Task directions
Copy out all of the data exactly as it appears.

Content starts

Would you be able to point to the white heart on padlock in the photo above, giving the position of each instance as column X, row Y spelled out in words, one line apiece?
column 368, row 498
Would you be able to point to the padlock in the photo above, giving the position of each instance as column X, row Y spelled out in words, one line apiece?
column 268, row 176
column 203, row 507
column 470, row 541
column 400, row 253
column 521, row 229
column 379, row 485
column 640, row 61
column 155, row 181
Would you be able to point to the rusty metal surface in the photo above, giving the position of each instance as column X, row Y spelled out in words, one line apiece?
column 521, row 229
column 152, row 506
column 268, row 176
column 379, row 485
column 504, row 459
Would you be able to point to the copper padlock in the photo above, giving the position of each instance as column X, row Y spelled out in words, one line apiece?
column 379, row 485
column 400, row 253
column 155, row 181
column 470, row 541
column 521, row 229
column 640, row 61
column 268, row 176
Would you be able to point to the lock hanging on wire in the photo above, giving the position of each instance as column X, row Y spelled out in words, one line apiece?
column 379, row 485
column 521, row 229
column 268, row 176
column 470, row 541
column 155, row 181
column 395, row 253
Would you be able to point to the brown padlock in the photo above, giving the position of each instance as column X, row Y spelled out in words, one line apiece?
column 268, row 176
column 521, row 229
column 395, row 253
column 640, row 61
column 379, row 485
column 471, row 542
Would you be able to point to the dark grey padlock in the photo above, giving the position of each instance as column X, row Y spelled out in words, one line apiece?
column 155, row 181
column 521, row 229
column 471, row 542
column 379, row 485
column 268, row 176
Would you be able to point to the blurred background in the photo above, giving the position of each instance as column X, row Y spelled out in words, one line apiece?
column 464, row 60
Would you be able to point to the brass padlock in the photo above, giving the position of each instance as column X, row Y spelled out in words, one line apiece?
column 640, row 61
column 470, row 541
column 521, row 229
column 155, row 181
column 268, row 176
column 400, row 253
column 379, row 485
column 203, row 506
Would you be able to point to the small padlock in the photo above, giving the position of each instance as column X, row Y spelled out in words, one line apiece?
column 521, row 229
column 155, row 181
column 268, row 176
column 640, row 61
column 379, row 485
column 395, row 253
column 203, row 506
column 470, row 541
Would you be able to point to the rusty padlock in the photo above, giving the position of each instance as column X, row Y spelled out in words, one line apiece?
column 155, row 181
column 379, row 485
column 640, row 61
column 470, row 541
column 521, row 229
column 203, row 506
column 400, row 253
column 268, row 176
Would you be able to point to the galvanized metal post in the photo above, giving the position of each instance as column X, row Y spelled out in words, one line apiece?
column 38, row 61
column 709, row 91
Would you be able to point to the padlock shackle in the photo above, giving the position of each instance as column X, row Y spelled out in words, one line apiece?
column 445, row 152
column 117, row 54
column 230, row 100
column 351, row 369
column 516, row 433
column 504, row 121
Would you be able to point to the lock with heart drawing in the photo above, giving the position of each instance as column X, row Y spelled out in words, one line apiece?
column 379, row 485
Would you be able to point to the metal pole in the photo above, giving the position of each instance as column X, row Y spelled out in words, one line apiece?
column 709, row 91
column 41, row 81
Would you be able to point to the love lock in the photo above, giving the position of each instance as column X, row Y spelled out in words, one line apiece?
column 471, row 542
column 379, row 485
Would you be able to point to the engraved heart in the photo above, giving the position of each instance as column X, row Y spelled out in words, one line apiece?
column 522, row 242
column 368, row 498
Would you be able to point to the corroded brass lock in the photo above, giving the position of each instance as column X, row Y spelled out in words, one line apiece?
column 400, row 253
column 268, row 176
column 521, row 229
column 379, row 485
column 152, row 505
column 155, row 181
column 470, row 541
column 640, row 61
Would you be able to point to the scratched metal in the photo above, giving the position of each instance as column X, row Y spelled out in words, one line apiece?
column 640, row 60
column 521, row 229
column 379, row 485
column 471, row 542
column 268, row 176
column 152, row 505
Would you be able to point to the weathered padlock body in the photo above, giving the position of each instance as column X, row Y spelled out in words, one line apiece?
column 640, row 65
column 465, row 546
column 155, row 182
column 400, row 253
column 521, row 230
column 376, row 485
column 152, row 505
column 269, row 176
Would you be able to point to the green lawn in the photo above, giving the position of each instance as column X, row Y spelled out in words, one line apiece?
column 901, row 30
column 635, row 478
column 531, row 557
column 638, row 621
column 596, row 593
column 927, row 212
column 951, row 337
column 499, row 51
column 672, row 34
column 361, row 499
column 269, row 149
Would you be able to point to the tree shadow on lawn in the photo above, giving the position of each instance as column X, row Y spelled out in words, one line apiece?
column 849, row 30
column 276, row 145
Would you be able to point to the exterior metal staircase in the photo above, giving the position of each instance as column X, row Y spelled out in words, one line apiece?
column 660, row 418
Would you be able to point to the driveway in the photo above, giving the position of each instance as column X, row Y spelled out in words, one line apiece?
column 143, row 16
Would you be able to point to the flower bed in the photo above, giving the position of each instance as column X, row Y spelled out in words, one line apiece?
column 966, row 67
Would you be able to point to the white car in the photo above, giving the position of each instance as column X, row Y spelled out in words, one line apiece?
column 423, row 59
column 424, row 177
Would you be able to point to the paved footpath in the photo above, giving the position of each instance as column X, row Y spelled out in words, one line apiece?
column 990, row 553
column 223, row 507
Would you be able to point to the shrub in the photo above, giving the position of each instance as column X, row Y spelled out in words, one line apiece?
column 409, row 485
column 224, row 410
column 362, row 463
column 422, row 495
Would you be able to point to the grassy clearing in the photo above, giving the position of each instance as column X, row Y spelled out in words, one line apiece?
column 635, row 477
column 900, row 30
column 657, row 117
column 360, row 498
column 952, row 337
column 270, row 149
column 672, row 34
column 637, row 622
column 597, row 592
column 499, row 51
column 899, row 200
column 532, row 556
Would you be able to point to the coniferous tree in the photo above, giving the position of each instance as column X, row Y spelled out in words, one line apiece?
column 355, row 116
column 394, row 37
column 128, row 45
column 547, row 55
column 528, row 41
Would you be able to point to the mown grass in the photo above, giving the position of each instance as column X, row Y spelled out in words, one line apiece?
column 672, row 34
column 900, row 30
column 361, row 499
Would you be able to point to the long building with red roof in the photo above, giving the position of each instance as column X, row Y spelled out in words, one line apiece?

Content ends

Solution for this exercise
Would you be able to point to the white heart on padlock in the photo above, giving the position of each instance as column X, row Y spelled out in words, one line apiece?
column 368, row 498
Would you be able to point to the padlock in the photo above, giving the position of each instance as column X, row Y spelled out in words, one line apiece?
column 268, row 176
column 203, row 507
column 470, row 541
column 400, row 253
column 521, row 229
column 379, row 485
column 640, row 61
column 155, row 181
Would you be able to point to the rusty metal surface in the photo above, giving the position of each instance as column X, row Y spelled out in words, one line apiece?
column 521, row 229
column 152, row 506
column 268, row 176
column 379, row 485
column 504, row 459
Would you be able to point to the copper padlock in the photo above, giving the position of each instance as column X, row Y spelled out in words, one line apiece?
column 379, row 485
column 400, row 253
column 155, row 181
column 470, row 541
column 521, row 229
column 640, row 61
column 268, row 176
Would you be able to point to the lock hanging on wire in the photo above, giving the position of each instance as column X, row Y spelled out in words, one line apiece?
column 379, row 485
column 521, row 229
column 268, row 176
column 470, row 541
column 155, row 181
column 395, row 253
Would you be able to point to the brown padlock in the photo above, giving the position of each instance as column X, row Y spelled out in words, one line apiece?
column 268, row 176
column 521, row 229
column 395, row 253
column 640, row 61
column 379, row 485
column 471, row 542
Would you be able to point to the dark grey padlock in the photo above, giving the position of each instance as column X, row Y spelled out in words, one line apiece?
column 155, row 181
column 521, row 229
column 471, row 542
column 379, row 485
column 268, row 176
Would you be able to point to the blurred background in the photo above, giving the position of each instance as column X, row Y spelled out in words, one line apiece?
column 464, row 60
Would you be able to point to the brass padlock in the photo above, giving the position of each instance as column X, row Y spelled out in words, one line apiece?
column 640, row 61
column 470, row 541
column 521, row 229
column 155, row 181
column 268, row 176
column 400, row 253
column 379, row 485
column 203, row 506
Would you be able to point to the small padlock in the photo above, giving the position of each instance as column X, row Y spelled out in words, one line apiece?
column 521, row 229
column 155, row 181
column 268, row 176
column 640, row 61
column 379, row 485
column 395, row 253
column 203, row 506
column 470, row 541
Would you be able to point to the rusty padlock in the photo above, giving the position of each instance as column X, row Y spelled out in words, one line apiece?
column 155, row 181
column 379, row 485
column 640, row 61
column 470, row 541
column 521, row 229
column 203, row 506
column 400, row 253
column 268, row 176
Would you be able to point to the galvanized metal post in the photo above, giving the position of each instance as column X, row Y spelled out in words, one line apiece?
column 38, row 61
column 709, row 91
Would you be able to point to the padlock shackle in the photo above, giving the position of each instance as column X, row Y spelled out in words, one line apiece?
column 445, row 152
column 117, row 54
column 230, row 100
column 351, row 369
column 516, row 433
column 504, row 121
Would you be able to point to the lock with heart drawing in the photo above, giving the position of each instance as column X, row Y spelled out in words, one line apiece?
column 379, row 485
Would you be able to point to the metal pole in the photo above, giving the position of each instance as column X, row Y spelled out in words, one line apiece?
column 709, row 91
column 41, row 81
Would you be able to point to the love lock in the photo above, giving the position of each instance as column X, row Y spelled out in words, one line apiece?
column 471, row 542
column 379, row 485
Would you be able to point to the engraved heart in the photo above, giving the position of each instance as column X, row Y spelled out in words, one line apiece?
column 522, row 242
column 368, row 498
Would you be able to point to the corroded brass lock in the photo above, giving the position of each instance as column X, row Y spelled out in words, one line apiece?
column 400, row 253
column 268, row 176
column 521, row 229
column 379, row 485
column 152, row 505
column 155, row 181
column 470, row 541
column 640, row 61
Would you be able to point to the scratched metal in the photo above, giving the position of each instance as column X, row Y spelled out in words, one line apiece?
column 640, row 60
column 521, row 229
column 379, row 485
column 471, row 542
column 268, row 176
column 152, row 505
Would you be able to point to the weathered padlock body in the photo above, giving the position of each instance as column X, row Y spelled out in words, one line apiece?
column 640, row 65
column 465, row 546
column 155, row 182
column 400, row 253
column 521, row 230
column 376, row 485
column 152, row 505
column 269, row 176
Would you be able to point to the green lawn in the photo above, giving the position of each instance as column X, row Y spelled out in words, one line apiece?
column 901, row 30
column 635, row 478
column 531, row 557
column 638, row 621
column 596, row 593
column 927, row 212
column 951, row 337
column 499, row 51
column 672, row 34
column 361, row 499
column 269, row 149
Would you be able to point to the tree shadow on lawn in the photo above, giving the position of each instance as column X, row Y spelled out in words, one line apiece?
column 849, row 30
column 276, row 145
Would you be able to point to the exterior metal staircase in the photo above, giving the position of each instance as column X, row Y spelled out in words, one line apiece?
column 660, row 418
Would you be able to point to the driveway in the photo above, giving the position of each instance as column X, row Y spelled out in words, one line apiece?
column 143, row 16
Would you be able to point to the flower bed in the photo above, giving the position of each instance as column X, row Y spelled out in words, one line apiece?
column 966, row 67
Would you be able to point to the white car in the photo above, giving the position of each instance as column X, row Y spelled out in words, one line apiece?
column 423, row 59
column 424, row 177
Would you be able to point to the paved footpath in the photo above, giving the position of each instance as column X, row Y spelled out in words, one line apiece?
column 990, row 553
column 223, row 507
Would you be able to point to the shrub in the photo above, giving the position of each instance as column X, row Y spelled out in words, one line apiece?
column 409, row 485
column 224, row 410
column 362, row 463
column 422, row 495
Would you be able to point to the grassy clearing in the photo above, giving the position of each instance as column X, row Y spelled out in words, one line apiece?
column 635, row 477
column 900, row 30
column 657, row 117
column 360, row 498
column 952, row 337
column 270, row 149
column 672, row 34
column 637, row 622
column 597, row 592
column 499, row 51
column 899, row 200
column 532, row 556
Would you be able to point to the coniferous tree in the photo above, giving the position of each instance as column X, row Y spelled out in words, one line apiece?
column 355, row 116
column 394, row 37
column 128, row 45
column 547, row 55
column 528, row 41
Would you be able to point to the mown grass in the photo above, giving the position of each instance as column X, row Y spelled out in words, one line apiece?
column 672, row 34
column 900, row 30
column 361, row 499
Would you be able to point to the long building with red roof in the photo above, giving the position of each instance as column X, row Y spelled out in words, one line apiece?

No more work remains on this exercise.